§ PROVIDED RECORDS
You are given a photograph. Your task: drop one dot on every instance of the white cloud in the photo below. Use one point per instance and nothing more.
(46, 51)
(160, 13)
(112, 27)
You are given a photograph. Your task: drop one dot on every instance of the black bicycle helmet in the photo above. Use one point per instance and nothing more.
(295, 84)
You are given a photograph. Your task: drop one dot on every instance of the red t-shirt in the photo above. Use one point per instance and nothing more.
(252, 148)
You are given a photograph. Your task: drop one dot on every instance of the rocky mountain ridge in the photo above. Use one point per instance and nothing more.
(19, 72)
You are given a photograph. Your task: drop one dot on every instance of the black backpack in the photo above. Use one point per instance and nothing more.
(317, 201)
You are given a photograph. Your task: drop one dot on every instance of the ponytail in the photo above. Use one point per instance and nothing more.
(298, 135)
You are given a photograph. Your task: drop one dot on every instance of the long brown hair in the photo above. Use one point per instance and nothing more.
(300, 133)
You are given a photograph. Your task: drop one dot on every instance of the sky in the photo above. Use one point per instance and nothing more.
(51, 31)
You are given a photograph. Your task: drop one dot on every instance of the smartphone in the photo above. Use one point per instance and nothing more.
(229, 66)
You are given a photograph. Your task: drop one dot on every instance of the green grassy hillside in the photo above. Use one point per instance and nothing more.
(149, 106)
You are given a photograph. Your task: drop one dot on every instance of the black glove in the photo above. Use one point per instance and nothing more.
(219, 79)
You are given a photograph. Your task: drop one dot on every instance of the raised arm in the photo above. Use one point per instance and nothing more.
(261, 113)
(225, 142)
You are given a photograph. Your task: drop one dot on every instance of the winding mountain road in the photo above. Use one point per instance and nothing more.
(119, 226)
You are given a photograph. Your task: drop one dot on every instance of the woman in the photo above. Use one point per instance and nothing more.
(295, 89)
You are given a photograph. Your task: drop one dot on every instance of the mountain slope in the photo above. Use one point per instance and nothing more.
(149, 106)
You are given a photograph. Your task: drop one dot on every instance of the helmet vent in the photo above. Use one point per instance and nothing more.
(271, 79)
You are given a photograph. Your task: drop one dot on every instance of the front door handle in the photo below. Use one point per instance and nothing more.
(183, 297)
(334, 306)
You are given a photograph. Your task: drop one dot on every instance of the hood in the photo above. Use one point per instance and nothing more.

§ BRIEF
Rewrite the entries starting at the line containing "of the woman" and ending at the last entry, changing "drop one dot" to "place one marker" and leaving everything else unchanged.

§ FINAL RESULT
You are given a photograph. Your task: place one marker on every instance of the woman in the photo above. Use one point per instance and nothing more.
(295, 89)
You are given a photograph. Your task: place one marker on every instance of the mountain slope in the photo above. Use one point per instance and nothing more.
(149, 106)
You are given a photograph. Your task: place one marker on every instance of the helmet vent in the photo above. Use one point per instance and nothing more.
(271, 79)
You are given a photograph. Your task: place one marker on every instance of the front door handle in the photo below. Use one point per instance and nothing more.
(183, 297)
(334, 306)
You are given a photograph. Your task: place one marker on every instance of the hood in the photo above. Use one point per instance and nothing more.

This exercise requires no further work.